::: 出典抜粋

「名古屋テレビ塔は大好きです。子どものころからよく見ているし、何よりもあの銀色のカラーリングがすてきだと思う。青空にそびえ立っているのを見るのは今もとても好きです」と古橋さんはテレビ塔への思いを語り始めた。
テレビ塔での思い出について、「中学生のころなどは、お金もあまり持っていないので友人3~5人で時間をつぶしによくテレビ塔へ登っていた記憶があります」と振り返る。「高いところが大好きだったし、何よりも当時はテレビ塔より高い建物がなかったから。見晴らしの良いテレビ塔の上では、とても開放的な気分になれたので、テストの出来の話をしたり他愛(たあい)もない話をしたりしていました。建物的にはとてもすごいものなのに、生活の中に入り込んでいて自由に使えることに気持ちが高揚していたことを覚えています」と話す。「入場料も安く、誰でも受け入れているその姿勢は、とても優しいなと感じていました」。
今後のテレビ塔のあり方について古橋さんは、「基本的には、図書館や観光ビューロー、美術館など公共施設として残してもらえたらと思っている」と話す。「費用対効果などを考えずに、もっともっと敷居を下げて、老人も若い人も誰もが行こうと思う場所にしてほしい。例えば名古屋市役所の建物を存続させるのと同じような費用の掛け方をして観光拠点にしては」とも。「そのためにも、久屋大通公園の整備も必要」と古橋さん。「歩道から公園の中がもっと見渡せるようになれば、中で行っているイベントの様子もわかって、もっと活気ある物になるのでは」とも。

::::::
::: 記録

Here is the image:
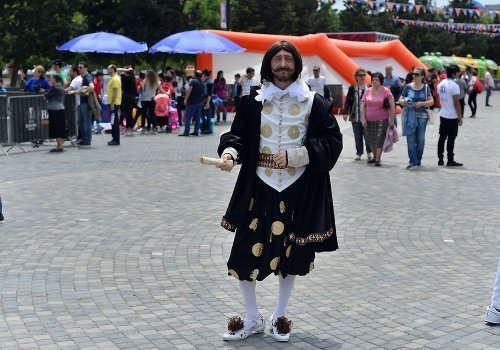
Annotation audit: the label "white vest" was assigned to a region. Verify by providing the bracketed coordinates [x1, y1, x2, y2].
[256, 81, 315, 192]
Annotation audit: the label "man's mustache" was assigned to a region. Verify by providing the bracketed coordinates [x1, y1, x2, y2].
[271, 68, 293, 73]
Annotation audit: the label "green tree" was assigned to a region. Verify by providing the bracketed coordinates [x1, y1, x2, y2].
[0, 0, 82, 86]
[340, 0, 378, 32]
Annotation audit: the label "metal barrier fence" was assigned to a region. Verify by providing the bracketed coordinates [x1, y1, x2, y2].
[0, 92, 78, 154]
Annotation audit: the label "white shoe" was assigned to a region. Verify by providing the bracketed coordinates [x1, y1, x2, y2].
[268, 314, 292, 342]
[222, 315, 266, 340]
[484, 305, 500, 324]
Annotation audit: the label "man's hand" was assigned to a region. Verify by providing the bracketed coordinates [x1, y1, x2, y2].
[217, 153, 234, 172]
[273, 151, 288, 168]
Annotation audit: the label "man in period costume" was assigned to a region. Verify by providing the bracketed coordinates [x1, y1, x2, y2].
[218, 41, 342, 341]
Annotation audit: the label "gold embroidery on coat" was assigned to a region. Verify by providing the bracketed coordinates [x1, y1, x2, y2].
[248, 218, 259, 231]
[290, 228, 333, 245]
[271, 221, 285, 236]
[248, 197, 253, 211]
[262, 102, 273, 114]
[228, 269, 240, 280]
[288, 103, 300, 116]
[220, 217, 236, 232]
[262, 125, 273, 137]
[262, 146, 273, 154]
[252, 243, 264, 257]
[269, 257, 280, 271]
[288, 125, 300, 140]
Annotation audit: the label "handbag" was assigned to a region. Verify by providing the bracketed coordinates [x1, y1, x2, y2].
[425, 84, 436, 125]
[384, 97, 391, 109]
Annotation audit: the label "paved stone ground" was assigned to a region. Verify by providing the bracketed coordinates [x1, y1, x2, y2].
[0, 94, 500, 349]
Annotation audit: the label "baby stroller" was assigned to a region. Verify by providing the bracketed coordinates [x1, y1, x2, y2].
[168, 100, 179, 130]
[155, 94, 172, 133]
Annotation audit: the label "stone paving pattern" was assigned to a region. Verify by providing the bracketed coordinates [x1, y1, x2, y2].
[0, 93, 500, 350]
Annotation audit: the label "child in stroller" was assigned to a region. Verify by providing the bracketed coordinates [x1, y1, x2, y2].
[155, 94, 178, 133]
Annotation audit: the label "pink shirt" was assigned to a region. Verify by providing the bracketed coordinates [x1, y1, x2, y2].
[363, 86, 394, 122]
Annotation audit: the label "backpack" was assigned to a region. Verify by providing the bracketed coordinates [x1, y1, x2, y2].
[474, 77, 484, 94]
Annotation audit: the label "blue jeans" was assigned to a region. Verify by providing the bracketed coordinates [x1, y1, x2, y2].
[215, 97, 227, 122]
[78, 103, 92, 145]
[108, 105, 120, 143]
[406, 118, 427, 166]
[184, 102, 201, 135]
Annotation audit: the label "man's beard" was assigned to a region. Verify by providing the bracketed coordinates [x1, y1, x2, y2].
[272, 68, 293, 83]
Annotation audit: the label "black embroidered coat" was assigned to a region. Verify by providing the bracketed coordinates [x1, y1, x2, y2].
[218, 87, 342, 252]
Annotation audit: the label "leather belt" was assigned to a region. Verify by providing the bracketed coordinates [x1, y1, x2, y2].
[257, 153, 287, 169]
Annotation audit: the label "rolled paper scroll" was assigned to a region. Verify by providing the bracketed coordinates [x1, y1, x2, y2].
[200, 157, 224, 165]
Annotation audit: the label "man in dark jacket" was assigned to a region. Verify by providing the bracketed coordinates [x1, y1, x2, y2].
[218, 41, 342, 341]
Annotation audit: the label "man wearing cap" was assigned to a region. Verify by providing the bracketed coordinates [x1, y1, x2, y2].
[201, 69, 214, 135]
[52, 60, 69, 87]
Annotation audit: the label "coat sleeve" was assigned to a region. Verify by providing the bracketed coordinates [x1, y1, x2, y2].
[217, 89, 257, 164]
[305, 94, 343, 173]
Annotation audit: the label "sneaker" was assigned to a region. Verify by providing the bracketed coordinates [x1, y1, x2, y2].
[268, 314, 292, 342]
[484, 305, 500, 324]
[222, 315, 266, 341]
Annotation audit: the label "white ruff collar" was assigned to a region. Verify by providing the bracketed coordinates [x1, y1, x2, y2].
[255, 79, 310, 104]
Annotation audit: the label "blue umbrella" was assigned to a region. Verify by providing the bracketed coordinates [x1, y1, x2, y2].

::::::

作業指示 –
(A) 名古屋テレビ塔についての文章を読み、次の問いに答えなさい。
(i) 古橋さんがテレビ塔について特にすてきだと思っている点は何か。
(ii) 中学生のころ、古橋さんはどのくらいの人数の友人とテレビ塔へ登っていたか。
(iii) 古橋さんは、今後テレビ塔をどのような施設として残してほしいと述べているか。
(B) 名古屋テレビ塔についての文章のうち、「テレビ塔での思い出について、」を含む語句で始まり「気ある物になるのでは」とも。」で終わる部分を、そのまま書き写しなさい。
答えは本文の内容だけにもとづいて書くこと。

解答例 –
(A)
(i) 銀色のカラーリング
(ii) 3~5人
(iii) 図書館や観光ビューロー、美術館などの公共施設

(B)
テレビ塔での思い出について、「中学生のころなどは、お金もあまり持っていないので友人3~5人で時間をつぶしによくテレビ塔へ登っていた記憶があります」と振り返る。「高いところが大好きだったし、何よりも当時はテレビ塔より高い建物がなかったから。見晴らしの良いテレビ塔の上では、とても開放的な気分になれたので、テストの出来の話をしたり他愛(たあい)もない話をしたりしていました。建物的にはとてもすごいものなのに、生活の中に入り込んでいて自由に使えることに気持ちが高揚していたことを覚えています」と話す。「入場料も安く、誰でも受け入れているその姿勢は、とても優しいなと感じていました」。
今後のテレビ塔のあり方について古橋さんは、「基本的には、図書館や観光ビューロー、美術館など公共施設として残してもらえたらと思っている」と話す。「費用対効果などを考えずに、もっともっと敷居を下げて、老人も若い人も誰もが行こうと思う場所にしてほしい。例えば名古屋市役所の建物を存続させるのと同じような費用の掛け方をして観光拠点にしては」とも。「そのためにも、久屋大通公園の整備も必要」と古橋さん。「歩道から公園の中がもっと見渡せるようになれば、中で行っているイベントの様子もわかって、もっと活気ある物になるのでは」とも。